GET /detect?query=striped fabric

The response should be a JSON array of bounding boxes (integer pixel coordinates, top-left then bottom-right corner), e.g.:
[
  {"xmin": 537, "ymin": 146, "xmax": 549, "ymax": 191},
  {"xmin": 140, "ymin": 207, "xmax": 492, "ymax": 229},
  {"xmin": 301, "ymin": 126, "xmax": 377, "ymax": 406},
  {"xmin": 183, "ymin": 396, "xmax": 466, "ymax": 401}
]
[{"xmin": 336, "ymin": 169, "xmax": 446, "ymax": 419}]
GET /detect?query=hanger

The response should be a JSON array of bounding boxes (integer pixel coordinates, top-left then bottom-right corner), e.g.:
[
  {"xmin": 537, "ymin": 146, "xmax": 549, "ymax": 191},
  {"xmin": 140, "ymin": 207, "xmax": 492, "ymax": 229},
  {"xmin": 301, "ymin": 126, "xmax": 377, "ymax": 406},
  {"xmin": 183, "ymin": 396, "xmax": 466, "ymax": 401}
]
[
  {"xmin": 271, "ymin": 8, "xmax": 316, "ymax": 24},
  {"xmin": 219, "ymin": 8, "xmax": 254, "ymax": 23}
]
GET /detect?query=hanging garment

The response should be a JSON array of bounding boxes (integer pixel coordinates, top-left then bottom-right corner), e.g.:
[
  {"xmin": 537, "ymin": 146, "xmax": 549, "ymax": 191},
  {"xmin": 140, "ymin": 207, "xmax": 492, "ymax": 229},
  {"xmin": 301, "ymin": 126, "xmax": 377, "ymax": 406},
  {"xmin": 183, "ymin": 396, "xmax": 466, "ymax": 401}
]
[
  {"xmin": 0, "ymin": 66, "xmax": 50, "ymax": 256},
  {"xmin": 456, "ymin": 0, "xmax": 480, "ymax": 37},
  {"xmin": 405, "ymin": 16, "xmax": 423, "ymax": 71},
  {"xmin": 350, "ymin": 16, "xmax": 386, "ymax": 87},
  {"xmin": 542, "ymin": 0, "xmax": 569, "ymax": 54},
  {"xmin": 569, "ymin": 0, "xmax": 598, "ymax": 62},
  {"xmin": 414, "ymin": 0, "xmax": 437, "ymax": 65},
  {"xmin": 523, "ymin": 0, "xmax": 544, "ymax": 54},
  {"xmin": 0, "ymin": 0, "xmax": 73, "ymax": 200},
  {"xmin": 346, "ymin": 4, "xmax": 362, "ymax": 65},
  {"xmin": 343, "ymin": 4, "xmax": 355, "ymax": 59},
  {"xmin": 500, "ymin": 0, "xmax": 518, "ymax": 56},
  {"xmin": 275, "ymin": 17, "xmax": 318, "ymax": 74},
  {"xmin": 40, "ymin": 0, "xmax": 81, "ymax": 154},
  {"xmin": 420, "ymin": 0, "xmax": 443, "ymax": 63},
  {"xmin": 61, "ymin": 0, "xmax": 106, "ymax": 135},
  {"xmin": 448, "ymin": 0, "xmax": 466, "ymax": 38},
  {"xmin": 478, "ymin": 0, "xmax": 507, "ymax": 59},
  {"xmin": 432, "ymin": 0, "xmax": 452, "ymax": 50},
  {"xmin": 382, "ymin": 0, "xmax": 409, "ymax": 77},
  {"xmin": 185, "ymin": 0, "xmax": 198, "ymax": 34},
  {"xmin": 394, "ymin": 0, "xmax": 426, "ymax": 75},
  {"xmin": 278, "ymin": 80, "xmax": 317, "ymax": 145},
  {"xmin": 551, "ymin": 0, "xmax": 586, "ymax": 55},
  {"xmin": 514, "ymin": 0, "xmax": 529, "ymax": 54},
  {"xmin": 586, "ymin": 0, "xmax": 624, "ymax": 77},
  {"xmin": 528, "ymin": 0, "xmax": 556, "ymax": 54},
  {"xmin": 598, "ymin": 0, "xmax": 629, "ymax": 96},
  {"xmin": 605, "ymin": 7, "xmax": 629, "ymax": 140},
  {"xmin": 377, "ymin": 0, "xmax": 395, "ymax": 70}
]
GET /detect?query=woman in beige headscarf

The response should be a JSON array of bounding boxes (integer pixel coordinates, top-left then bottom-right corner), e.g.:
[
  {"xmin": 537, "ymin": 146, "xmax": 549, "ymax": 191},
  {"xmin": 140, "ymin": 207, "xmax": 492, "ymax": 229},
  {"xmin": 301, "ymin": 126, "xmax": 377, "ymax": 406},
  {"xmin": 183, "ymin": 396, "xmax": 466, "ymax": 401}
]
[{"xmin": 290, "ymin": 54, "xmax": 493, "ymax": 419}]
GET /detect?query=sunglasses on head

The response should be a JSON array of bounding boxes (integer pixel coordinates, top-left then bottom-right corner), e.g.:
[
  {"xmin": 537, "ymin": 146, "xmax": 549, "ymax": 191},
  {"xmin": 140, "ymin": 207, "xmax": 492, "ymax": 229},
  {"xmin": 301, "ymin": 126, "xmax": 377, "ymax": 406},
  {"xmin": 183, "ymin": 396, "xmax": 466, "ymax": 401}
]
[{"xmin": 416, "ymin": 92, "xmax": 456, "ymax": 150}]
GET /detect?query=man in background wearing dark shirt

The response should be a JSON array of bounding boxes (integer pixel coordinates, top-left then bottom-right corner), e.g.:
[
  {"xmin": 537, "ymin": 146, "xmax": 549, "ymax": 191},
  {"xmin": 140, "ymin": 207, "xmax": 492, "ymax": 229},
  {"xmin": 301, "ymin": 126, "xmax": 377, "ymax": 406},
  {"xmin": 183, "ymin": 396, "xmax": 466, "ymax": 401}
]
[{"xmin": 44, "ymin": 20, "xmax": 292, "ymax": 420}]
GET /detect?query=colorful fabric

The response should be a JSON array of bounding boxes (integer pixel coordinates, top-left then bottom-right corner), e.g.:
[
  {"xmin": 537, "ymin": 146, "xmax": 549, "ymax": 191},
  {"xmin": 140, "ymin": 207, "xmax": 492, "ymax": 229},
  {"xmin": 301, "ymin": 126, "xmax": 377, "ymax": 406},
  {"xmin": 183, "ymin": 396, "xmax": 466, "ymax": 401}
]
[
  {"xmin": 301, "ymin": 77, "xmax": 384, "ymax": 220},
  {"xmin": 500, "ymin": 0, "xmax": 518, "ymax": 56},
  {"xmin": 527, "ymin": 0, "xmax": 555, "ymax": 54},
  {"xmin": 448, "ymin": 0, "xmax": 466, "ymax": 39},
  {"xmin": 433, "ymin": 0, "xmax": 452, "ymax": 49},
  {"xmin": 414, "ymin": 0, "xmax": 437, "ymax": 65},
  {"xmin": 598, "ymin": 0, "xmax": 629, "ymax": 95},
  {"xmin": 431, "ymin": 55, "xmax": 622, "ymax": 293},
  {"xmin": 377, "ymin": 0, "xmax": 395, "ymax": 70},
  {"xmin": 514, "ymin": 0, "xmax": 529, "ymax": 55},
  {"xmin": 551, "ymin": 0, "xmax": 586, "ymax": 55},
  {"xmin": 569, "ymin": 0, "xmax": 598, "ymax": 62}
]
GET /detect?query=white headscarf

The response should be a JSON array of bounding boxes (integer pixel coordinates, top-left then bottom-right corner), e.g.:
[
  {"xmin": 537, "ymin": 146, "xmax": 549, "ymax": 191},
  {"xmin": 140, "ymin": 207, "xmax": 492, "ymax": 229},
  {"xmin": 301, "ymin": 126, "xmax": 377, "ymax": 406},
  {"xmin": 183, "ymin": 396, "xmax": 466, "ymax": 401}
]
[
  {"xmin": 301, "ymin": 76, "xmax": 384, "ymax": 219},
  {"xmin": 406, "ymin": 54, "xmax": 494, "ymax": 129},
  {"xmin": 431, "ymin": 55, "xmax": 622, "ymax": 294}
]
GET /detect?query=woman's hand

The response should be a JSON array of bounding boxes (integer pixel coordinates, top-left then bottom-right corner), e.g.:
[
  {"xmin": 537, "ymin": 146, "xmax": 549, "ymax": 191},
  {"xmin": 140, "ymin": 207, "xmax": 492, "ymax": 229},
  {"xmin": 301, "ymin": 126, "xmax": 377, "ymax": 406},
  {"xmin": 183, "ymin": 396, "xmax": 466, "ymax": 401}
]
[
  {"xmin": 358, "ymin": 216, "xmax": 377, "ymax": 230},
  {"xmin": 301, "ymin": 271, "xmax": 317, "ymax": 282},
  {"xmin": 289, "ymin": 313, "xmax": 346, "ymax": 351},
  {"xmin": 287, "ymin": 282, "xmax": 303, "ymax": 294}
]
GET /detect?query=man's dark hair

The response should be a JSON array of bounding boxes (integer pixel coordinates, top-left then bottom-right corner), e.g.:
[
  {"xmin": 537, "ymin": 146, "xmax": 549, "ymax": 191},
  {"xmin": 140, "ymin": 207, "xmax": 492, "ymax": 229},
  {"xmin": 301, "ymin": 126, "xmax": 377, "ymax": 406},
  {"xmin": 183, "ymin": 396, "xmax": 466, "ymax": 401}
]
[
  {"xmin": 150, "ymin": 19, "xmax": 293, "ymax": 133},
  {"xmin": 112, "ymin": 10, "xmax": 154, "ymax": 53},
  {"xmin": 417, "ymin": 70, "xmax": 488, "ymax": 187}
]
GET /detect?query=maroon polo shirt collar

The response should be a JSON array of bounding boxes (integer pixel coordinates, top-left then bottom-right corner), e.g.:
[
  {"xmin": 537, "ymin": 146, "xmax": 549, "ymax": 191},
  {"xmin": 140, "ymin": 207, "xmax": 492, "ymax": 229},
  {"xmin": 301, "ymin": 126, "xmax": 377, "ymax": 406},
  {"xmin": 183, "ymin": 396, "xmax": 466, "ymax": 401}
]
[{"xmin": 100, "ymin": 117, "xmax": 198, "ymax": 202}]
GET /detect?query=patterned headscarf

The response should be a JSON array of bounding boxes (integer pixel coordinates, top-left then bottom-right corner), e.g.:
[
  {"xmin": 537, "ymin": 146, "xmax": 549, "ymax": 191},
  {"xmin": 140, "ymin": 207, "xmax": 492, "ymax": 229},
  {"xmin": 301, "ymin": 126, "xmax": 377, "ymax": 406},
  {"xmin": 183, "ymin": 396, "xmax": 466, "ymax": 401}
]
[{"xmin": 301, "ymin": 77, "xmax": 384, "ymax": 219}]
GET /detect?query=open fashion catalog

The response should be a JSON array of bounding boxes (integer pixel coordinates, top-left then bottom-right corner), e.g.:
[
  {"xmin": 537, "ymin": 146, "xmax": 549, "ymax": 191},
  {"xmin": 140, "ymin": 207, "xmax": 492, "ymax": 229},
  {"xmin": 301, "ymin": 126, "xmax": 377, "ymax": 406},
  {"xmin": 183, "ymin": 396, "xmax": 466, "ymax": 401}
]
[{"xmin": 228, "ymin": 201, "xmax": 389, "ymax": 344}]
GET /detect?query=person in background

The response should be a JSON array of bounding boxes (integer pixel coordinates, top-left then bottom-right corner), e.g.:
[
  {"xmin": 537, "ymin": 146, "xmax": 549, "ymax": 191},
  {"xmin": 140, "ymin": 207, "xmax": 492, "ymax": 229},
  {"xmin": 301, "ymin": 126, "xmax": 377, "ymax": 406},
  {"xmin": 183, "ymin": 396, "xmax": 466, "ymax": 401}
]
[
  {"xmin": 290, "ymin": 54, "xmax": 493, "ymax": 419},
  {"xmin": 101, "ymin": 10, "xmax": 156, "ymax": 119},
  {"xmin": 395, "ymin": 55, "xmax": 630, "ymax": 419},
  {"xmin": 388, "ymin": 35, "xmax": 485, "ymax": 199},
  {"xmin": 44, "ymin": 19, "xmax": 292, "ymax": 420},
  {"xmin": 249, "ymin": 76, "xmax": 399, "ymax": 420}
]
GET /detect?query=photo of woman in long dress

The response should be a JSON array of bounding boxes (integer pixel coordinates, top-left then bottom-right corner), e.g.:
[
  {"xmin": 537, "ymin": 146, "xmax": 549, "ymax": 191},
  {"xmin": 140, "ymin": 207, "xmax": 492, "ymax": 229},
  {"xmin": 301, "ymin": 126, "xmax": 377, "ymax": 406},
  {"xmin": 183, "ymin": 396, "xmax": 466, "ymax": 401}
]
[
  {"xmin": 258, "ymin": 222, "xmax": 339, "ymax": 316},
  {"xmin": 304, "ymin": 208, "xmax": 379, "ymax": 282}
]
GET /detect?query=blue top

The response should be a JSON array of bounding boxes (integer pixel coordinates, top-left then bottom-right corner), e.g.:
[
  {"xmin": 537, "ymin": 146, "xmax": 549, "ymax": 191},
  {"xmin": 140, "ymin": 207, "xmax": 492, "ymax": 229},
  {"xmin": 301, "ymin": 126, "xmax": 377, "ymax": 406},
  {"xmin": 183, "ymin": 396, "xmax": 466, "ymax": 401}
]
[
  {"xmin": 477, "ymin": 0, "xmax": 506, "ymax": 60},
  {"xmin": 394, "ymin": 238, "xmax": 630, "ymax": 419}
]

----------

- [EXERCISE AIM] Report each line of the data that includes the string "shirt".

- [RESULT OF THE EXERCISE]
GET /detect?query=man in background wearing dark shirt
GET /detect?query=maroon polo shirt collar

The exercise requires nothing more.